### Short task
Which lines below contain the word "target"? Pull out each of them and copy it whole.

### Working data
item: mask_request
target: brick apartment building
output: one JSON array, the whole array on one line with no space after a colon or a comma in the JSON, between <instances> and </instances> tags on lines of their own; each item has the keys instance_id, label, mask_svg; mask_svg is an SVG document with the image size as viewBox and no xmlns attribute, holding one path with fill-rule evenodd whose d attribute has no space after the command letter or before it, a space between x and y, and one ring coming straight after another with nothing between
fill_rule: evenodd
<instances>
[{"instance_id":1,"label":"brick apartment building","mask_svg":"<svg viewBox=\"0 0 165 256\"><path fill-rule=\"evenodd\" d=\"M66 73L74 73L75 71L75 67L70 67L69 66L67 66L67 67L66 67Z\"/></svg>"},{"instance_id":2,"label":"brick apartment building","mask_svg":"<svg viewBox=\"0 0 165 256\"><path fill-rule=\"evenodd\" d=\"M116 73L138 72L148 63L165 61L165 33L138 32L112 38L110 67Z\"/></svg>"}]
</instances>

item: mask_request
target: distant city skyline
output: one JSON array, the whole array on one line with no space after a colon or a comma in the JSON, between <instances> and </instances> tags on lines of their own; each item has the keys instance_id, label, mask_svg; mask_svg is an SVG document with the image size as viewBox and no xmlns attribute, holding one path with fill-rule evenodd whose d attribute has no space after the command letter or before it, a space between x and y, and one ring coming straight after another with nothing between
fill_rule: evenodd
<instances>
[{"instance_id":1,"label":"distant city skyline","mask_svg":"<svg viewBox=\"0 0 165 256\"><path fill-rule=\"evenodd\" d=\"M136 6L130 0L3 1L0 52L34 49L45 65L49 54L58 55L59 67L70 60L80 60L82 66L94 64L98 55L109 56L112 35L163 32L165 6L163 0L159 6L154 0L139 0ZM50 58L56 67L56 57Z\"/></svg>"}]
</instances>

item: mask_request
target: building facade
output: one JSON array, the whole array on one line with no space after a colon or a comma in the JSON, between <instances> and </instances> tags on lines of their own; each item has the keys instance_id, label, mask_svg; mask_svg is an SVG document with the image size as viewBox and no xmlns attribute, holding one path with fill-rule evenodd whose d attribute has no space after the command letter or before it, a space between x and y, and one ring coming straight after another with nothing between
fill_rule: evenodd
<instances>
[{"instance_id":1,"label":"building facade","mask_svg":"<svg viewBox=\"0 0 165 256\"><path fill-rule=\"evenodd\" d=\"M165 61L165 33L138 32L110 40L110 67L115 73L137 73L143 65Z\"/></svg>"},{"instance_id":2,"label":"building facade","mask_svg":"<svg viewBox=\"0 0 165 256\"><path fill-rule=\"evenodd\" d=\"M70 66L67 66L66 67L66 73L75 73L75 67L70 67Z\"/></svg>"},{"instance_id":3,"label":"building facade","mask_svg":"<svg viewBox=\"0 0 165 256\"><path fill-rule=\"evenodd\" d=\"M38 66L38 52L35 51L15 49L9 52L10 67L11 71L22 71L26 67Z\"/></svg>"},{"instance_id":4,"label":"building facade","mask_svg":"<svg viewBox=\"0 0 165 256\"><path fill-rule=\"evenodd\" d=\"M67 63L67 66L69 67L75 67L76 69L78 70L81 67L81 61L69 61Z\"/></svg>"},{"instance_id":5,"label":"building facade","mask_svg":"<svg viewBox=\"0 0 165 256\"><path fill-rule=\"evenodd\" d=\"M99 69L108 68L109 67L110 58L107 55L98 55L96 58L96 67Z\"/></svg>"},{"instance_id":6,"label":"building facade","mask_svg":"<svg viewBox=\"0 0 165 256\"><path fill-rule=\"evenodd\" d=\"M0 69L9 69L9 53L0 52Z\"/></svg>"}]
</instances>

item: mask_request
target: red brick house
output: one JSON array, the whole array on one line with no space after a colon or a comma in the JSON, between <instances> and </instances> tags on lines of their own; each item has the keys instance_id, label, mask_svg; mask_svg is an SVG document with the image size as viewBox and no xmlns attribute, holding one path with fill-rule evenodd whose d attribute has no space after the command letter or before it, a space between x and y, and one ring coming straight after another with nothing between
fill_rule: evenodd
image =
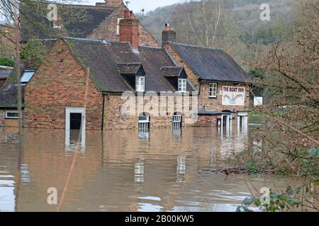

### Solution
target: brick apartment building
target: distant city skyline
target: building facade
target: red brick house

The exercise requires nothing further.